**Brief 1**
In the profile of Sakson Rouypirom, write out the words from "As Sati is not" to "via the foundation.".
**Brief 2**
According to the profile of Sakson Rouypirom, what degree did he earn from New York University?
**Brief 3**
Check each statement against the profile of Sakson Rouypirom. Answer yes or no for each, and quote the words that decide it.
(a) Sakson was born and raised in Thailand.
(b) Sati is a donation-based charity.
(c) Broccoli Revolution is a vegan restaurant.

**Passage to read**
+++++
Generation T lister Sakson Rouypirom of Sati non-profit says his compassion for those in need was fostered at a young age. Although born and raised in the United States, he grew up in an environment with very Thai values. “My mother [Sopit] taught me about helping others. So from early on I was certain that I needed to achieve something not just for myself, but for the purposes of giving back,” explains the 39-year-old, adding that his father, Sinchai, also influenced this ambitious mindset. “He instilled in me the belief that I had to work hard, that nothing was going to be handed to me on a plate.”
With those values, Sakson later acquired a pre-medicine degree in psychology from New York University. “But I came to realise that everyone could help one another in their own ways,” he says. Thus, he decided against furthering a doctor’s career path, and around six years ago returned to Thailand to establish Sati (sati being a Buddhist Pali word that means mindfulness). “Originally, I wanted to make it like Doctors Without Borders, but later realised that wasn’t necessarily the best solution,” he says. Sati defies the traditional model of a donation-based non-profit, acting instead as a collaborative platform for people with varying occupations and backgrounds wanting to help those in need. “We focus on preventive concerns, on improving healthcare and education through different mediums and activities,” he says.
As Sati is not a donation-based charity, the full-time philanthropist was keen on trying to find a sustainable way to keep money flowing in and was therefore interested in social enterprises. This led to him eventually partnering with vegan restaurant Broccoli Revolution and co-founding art space Case Space Revolution, both of which give a percentage of their profits back to the community via the foundation.
+++++
**Raw data**
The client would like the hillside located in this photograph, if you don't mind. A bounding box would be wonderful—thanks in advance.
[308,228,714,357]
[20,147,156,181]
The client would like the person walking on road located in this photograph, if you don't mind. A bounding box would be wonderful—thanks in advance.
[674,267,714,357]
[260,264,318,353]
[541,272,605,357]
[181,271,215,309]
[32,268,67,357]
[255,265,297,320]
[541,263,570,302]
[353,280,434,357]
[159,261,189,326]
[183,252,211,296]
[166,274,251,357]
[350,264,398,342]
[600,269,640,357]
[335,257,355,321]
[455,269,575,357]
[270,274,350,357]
+++++
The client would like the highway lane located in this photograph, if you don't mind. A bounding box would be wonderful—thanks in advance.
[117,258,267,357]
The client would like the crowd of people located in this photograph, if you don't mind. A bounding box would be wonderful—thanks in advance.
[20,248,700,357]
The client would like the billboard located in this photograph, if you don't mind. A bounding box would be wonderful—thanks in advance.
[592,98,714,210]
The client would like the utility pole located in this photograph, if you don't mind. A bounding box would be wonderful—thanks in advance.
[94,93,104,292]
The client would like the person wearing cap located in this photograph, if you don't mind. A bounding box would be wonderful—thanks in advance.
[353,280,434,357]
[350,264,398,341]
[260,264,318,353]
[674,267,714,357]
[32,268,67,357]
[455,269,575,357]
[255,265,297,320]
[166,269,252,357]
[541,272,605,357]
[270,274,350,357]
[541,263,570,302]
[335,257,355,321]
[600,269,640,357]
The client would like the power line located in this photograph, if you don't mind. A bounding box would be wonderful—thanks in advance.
+++++
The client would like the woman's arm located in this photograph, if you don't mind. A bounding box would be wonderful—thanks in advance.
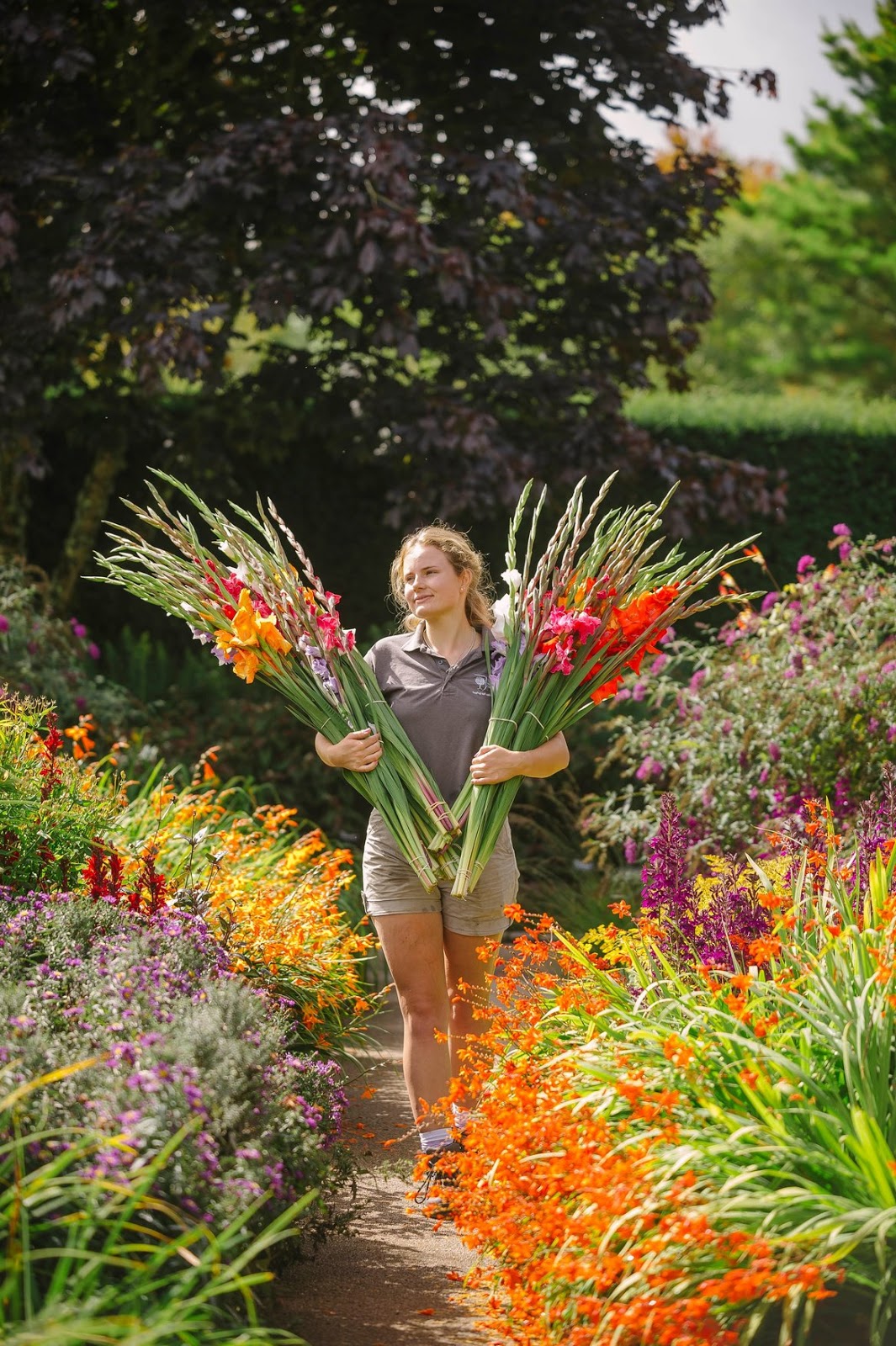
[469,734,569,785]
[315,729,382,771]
+++++
**Written reply 1**
As Sati is not a donation-based charity, the full-time philanthropist was keen on trying to find a sustainable way to keep money flowing in and was therefore interested in social enterprises. This led to him eventually partnering with vegan restaurant Broccoli Revolution and co-founding art space Case Space Revolution, both of which give a percentage of their profits back to the community via the foundation.

**Written reply 2**
A pre-medicine degree in psychology.

**Written reply 3**
(a) No: "Although born and raised in the United States"
(b) No: "As Sati is not a donation-based charity"
(c) Yes: "vegan restaurant Broccoli Revolution"